→ Written instruction
Copy the records below with "in the shot" swapped for "in the image" and nothing else changed. Leave the pictures out of your copy.

[Labeled area outline items]
◇ ◇ ◇ ◇

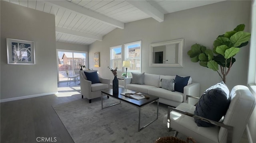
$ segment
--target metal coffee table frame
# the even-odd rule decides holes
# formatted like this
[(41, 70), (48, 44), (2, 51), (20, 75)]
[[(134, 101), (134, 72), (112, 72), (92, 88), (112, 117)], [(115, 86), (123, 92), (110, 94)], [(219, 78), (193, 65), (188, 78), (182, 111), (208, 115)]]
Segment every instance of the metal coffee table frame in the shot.
[[(120, 89), (121, 89), (121, 90), (123, 91), (123, 92), (124, 92), (125, 91), (124, 91), (124, 90), (125, 90), (124, 89), (124, 88), (119, 88), (119, 90), (120, 91)], [(112, 90), (112, 89), (111, 89), (110, 90)], [(126, 91), (130, 91), (130, 90), (125, 90)], [(139, 105), (138, 105), (138, 104), (134, 104), (134, 103), (131, 103), (131, 102), (129, 101), (128, 100), (126, 100), (125, 99), (126, 98), (128, 98), (128, 99), (132, 99), (132, 100), (136, 100), (135, 99), (131, 99), (130, 98), (128, 97), (126, 97), (123, 95), (121, 95), (121, 94), (119, 94), (118, 96), (113, 96), (113, 95), (110, 94), (109, 93), (107, 93), (106, 92), (105, 92), (104, 91), (106, 90), (103, 90), (103, 91), (102, 91), (101, 92), (101, 109), (102, 110), (103, 109), (105, 109), (105, 108), (106, 108), (111, 106), (113, 106), (116, 105), (117, 105), (117, 104), (120, 104), (121, 103), (121, 101), (124, 101), (125, 103), (126, 103), (129, 104), (133, 106), (135, 106), (136, 108), (137, 108), (138, 109), (138, 111), (139, 111), (139, 116), (138, 116), (138, 131), (140, 131), (142, 130), (142, 129), (144, 129), (145, 127), (146, 127), (147, 126), (148, 126), (148, 125), (149, 125), (151, 124), (152, 123), (154, 122), (158, 118), (158, 106), (159, 105), (159, 98), (157, 98), (155, 99), (154, 100), (152, 100), (151, 102), (149, 102), (149, 103), (147, 103), (146, 104), (145, 104), (145, 105), (142, 105), (142, 106), (140, 106)], [(130, 90), (130, 91), (132, 91), (132, 90)], [(122, 92), (119, 92), (119, 93), (122, 93)], [(103, 108), (103, 94), (106, 94), (106, 95), (105, 96), (110, 96), (112, 98), (114, 98), (118, 100), (119, 100), (120, 101), (119, 103), (116, 103), (116, 104), (114, 104), (112, 105), (111, 105), (108, 106), (107, 106), (107, 107), (105, 107)], [(122, 97), (122, 98), (120, 98), (118, 97), (119, 97), (119, 96), (122, 96), (124, 97)], [(135, 100), (134, 100), (135, 101)], [(156, 119), (155, 119), (153, 121), (151, 121), (149, 123), (148, 123), (147, 124), (145, 125), (144, 126), (142, 127), (140, 127), (140, 109), (148, 105), (149, 105), (151, 104), (152, 104), (152, 103), (153, 103), (155, 102), (156, 102), (156, 101), (157, 101), (157, 111), (156, 112)]]

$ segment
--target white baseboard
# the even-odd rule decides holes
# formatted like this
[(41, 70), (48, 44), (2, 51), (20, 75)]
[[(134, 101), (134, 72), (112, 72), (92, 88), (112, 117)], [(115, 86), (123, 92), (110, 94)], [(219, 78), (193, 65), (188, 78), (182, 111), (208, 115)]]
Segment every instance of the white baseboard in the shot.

◇ ◇ ◇ ◇

→ Answer to the exercise
$ segment
--target metal coffee table frame
# the even-odd rule decides holes
# formatted like this
[(41, 70), (48, 44), (2, 51), (20, 75)]
[[(134, 101), (134, 72), (112, 72), (92, 88), (112, 117)], [(115, 86), (123, 92), (110, 94)], [(219, 78), (193, 65), (188, 78), (182, 111), (208, 115)]]
Segment every instance of the metal coffee table frame in the image.
[[(120, 89), (121, 89), (121, 90), (123, 91), (123, 92), (124, 92), (125, 91), (124, 91), (124, 90), (125, 90), (124, 89), (124, 88), (119, 88), (119, 90), (120, 91)], [(112, 90), (112, 89), (111, 89), (110, 90)], [(126, 91), (130, 91), (130, 90), (125, 90)], [(139, 105), (138, 105), (138, 104), (134, 104), (134, 103), (131, 103), (131, 102), (129, 101), (128, 100), (126, 100), (125, 99), (126, 98), (128, 98), (128, 99), (132, 99), (132, 100), (136, 100), (135, 99), (131, 99), (130, 98), (128, 97), (126, 97), (123, 95), (121, 95), (121, 94), (119, 94), (118, 96), (113, 96), (113, 95), (110, 94), (109, 93), (107, 93), (106, 92), (105, 92), (104, 91), (106, 90), (103, 90), (103, 91), (102, 91), (101, 92), (101, 109), (102, 110), (103, 109), (105, 109), (105, 108), (106, 108), (111, 106), (113, 106), (116, 105), (117, 105), (117, 104), (120, 104), (121, 103), (121, 101), (124, 101), (125, 103), (126, 103), (129, 104), (133, 106), (135, 106), (136, 108), (137, 108), (138, 109), (138, 111), (139, 111), (139, 116), (138, 116), (138, 131), (140, 131), (142, 130), (142, 129), (144, 129), (145, 127), (146, 127), (147, 126), (148, 126), (148, 125), (149, 125), (151, 124), (152, 123), (154, 122), (158, 118), (158, 106), (159, 105), (159, 98), (157, 98), (155, 99), (154, 100), (152, 100), (151, 102), (149, 102), (149, 103), (147, 103), (146, 104), (145, 104), (145, 105), (142, 105), (142, 106), (140, 106)], [(130, 90), (130, 91), (132, 91), (132, 90)], [(122, 92), (119, 92), (119, 93), (122, 93)], [(103, 108), (103, 94), (106, 94), (106, 95), (105, 96), (110, 96), (112, 98), (114, 98), (118, 100), (119, 100), (120, 101), (119, 103), (116, 103), (116, 104), (114, 104), (112, 105), (111, 105), (108, 106), (107, 106), (107, 107), (105, 107)], [(122, 97), (122, 98), (120, 98), (118, 97), (119, 97), (119, 96), (122, 96), (124, 97)], [(135, 100), (134, 100), (135, 101)], [(156, 119), (155, 119), (153, 121), (151, 121), (149, 123), (148, 123), (147, 124), (145, 125), (144, 126), (142, 127), (140, 127), (140, 109), (148, 105), (149, 105), (151, 104), (152, 104), (152, 103), (153, 103), (155, 102), (156, 102), (156, 101), (157, 101), (157, 111), (156, 112)]]

$ segment
--target white baseboard
# the even-odd rule decides holes
# formatted like this
[(41, 70), (48, 44), (2, 51), (20, 75)]
[[(134, 101), (134, 72), (112, 72), (92, 88), (112, 117)], [(115, 86), (123, 92), (110, 94)], [(219, 78), (193, 65), (188, 78), (182, 111), (208, 115)]]
Segment every instance of the white baseboard in the image.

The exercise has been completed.